- JOB A
Quote the vhost_net thread below word for word, beginning at the words "So it looks" and stopping after "the 'resident' part.".

START TEXT PROVIDED

This looks tricky since we need to poke both virtqueue metadata as well 
as the payload.

And we need to let the packet iterate the network stack which might have 
extra latency (qdiscs, eBPF, switch/OVS).

So it looks to me it's better to use vhost_net busy polling instead 
(VHOST_SET_VRING_BUSYLOOP_TIMEOUT).

Userspace can detect this feature by validating the existence of the ioctl.


>

> Although actually I'm not *overly* worried about the 'resident' part.

> For a transmit packet, especially a short one not a sendpage(), it's

> fairly likely the the guest has touched the buffer right before sending

> it. And taken the hit of faulting it in then, if necessary. If the host

> is paging out memory which is *active* use by a guest, that guest is

> screwed anyway :)



Right, but there could be workload that is unrelated to the networking. 
Block vCPU thread in this case seems sub-optimal.


>

> I'm thinking of something like an ioctl on the vhost-net fd which *if*

> the thread is currently sleeping and there's a single short packet,

> processes it immediately. {Else,then} it wakes the thread just like the

> eventfd would have done. (Perhaps just by signalling the kick eventfd,

> but perhaps there's a more efficient way anyway).

>

>>> My bandwidth tests go up from 2.46Gb/s with the workarounds, to

>>> 2.50Gb/s once I enable XDP, and 2.52Gb/s when I drop the virtio-net

>>> header. But there's no way for userspace to *detect* that those bugs

>>> are fixed, which makes it hard to ship that version.

END TEXT PROVIDED
START RAW RECORDS

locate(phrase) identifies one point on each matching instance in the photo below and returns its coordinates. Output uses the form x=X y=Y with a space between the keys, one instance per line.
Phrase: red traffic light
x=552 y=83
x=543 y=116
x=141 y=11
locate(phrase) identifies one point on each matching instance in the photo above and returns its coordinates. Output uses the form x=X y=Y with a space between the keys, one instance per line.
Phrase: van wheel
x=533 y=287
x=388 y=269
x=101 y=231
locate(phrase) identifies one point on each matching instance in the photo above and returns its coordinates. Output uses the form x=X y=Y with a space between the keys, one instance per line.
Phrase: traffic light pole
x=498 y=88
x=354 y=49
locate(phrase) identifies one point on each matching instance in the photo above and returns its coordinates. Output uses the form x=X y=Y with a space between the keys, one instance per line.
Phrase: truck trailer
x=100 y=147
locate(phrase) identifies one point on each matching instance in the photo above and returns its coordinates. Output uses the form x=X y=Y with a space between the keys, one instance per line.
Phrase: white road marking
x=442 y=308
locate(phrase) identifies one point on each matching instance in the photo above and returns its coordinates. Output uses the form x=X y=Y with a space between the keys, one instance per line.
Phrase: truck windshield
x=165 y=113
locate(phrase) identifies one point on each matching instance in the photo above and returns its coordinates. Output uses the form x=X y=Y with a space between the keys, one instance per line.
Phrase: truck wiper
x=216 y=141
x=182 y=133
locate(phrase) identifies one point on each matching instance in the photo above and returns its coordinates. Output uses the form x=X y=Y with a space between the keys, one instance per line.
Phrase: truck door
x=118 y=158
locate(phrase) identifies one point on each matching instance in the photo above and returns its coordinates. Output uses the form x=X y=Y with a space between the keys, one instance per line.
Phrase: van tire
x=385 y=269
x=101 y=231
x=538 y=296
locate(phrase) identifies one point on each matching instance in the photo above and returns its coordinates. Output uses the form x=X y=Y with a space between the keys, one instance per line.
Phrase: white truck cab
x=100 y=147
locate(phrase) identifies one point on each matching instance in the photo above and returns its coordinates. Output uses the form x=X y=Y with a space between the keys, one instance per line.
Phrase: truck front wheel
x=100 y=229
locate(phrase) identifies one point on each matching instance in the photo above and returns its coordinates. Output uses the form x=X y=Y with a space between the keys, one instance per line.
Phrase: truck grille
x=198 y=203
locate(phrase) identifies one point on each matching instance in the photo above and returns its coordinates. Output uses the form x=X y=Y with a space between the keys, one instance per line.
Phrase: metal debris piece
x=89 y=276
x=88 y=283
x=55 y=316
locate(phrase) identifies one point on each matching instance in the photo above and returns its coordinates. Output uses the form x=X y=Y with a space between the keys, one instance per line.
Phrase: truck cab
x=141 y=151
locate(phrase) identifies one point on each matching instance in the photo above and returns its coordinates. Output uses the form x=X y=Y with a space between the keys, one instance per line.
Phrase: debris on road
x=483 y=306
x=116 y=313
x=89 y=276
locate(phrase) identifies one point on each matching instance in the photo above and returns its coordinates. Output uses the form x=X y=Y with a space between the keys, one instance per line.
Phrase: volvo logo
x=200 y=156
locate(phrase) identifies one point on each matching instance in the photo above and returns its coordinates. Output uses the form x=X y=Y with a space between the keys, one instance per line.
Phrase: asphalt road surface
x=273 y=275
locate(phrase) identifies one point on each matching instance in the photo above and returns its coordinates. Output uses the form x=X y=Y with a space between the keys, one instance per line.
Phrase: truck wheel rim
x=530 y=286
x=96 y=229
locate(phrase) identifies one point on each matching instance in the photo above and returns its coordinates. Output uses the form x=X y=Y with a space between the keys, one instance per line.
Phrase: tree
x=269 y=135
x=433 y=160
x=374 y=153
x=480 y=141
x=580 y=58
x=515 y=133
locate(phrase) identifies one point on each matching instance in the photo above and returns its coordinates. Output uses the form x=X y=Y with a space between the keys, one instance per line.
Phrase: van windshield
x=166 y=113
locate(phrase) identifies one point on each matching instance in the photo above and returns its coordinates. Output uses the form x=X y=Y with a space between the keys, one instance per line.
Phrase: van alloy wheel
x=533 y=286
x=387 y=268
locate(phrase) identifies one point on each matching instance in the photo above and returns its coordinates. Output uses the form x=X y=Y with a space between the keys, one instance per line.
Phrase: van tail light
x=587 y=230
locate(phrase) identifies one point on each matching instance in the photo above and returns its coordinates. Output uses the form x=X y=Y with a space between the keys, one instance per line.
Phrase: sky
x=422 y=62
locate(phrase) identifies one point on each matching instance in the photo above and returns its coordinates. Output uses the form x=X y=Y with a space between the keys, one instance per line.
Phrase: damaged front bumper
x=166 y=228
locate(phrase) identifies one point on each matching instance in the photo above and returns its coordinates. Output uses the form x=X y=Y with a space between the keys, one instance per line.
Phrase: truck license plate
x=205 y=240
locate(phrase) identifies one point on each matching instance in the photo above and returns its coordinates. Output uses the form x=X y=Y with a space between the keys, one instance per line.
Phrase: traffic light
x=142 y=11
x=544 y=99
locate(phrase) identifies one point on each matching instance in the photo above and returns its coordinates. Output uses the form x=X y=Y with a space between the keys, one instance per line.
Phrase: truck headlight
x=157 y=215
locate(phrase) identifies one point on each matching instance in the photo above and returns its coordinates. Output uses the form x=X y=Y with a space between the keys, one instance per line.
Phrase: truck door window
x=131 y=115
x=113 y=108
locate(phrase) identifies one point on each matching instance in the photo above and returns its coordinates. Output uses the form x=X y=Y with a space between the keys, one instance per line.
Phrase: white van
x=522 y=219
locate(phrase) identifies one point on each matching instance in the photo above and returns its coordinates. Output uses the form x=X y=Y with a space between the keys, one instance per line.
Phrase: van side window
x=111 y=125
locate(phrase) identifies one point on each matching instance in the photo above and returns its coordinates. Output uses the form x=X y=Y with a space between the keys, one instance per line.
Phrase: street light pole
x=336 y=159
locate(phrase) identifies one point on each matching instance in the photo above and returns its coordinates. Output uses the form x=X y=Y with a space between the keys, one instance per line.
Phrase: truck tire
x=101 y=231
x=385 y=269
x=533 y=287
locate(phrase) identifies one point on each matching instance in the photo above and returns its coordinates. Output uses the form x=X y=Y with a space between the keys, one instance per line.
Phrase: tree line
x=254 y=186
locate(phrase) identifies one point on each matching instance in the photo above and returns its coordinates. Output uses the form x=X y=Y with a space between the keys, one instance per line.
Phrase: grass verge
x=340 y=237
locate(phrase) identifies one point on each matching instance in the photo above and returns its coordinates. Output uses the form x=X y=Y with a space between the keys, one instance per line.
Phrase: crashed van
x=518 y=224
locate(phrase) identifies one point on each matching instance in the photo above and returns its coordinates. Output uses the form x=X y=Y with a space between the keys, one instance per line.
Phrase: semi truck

END RAW RECORDS

- JOB B
In the entries above, replace "truck" with "lorry" from the first entry through the line that contains "x=165 y=113", and give back only those lines with nothing else changed.

- FULL RESPONSE A
So it looks to me it's better to use vhost_net busy polling instead 
(VHOST_SET_VRING_BUSYLOOP_TIMEOUT).

Userspace can detect this feature by validating the existence of the ioctl.


>

> Although actually I'm not *overly* worried about the 'resident' part.

- FULL RESPONSE B
locate(phrase) identifies one point on each matching instance in the photo below and returns its coordinates. Output uses the form x=X y=Y with a space between the keys, one instance per line.
Phrase: red traffic light
x=552 y=83
x=543 y=116
x=141 y=11
locate(phrase) identifies one point on each matching instance in the photo above and returns its coordinates. Output uses the form x=X y=Y with a space between the keys, one instance per line.
Phrase: van wheel
x=533 y=287
x=388 y=269
x=101 y=231
locate(phrase) identifies one point on each matching instance in the photo above and returns its coordinates. Output uses the form x=X y=Y with a space between the keys, one instance per line.
Phrase: traffic light pole
x=498 y=88
x=354 y=49
locate(phrase) identifies one point on each matching instance in the photo above and returns its coordinates. Output uses the form x=X y=Y with a space between the keys, one instance per line.
Phrase: lorry trailer
x=100 y=147
locate(phrase) identifies one point on each matching instance in the photo above and returns its coordinates. Output uses the form x=X y=Y with a space between the keys, one instance per line.
Phrase: white road marking
x=442 y=308
locate(phrase) identifies one point on each matching instance in the photo above and returns its coordinates. Output uses the form x=X y=Y with a space between the keys, one instance per line.
Phrase: lorry windshield
x=165 y=113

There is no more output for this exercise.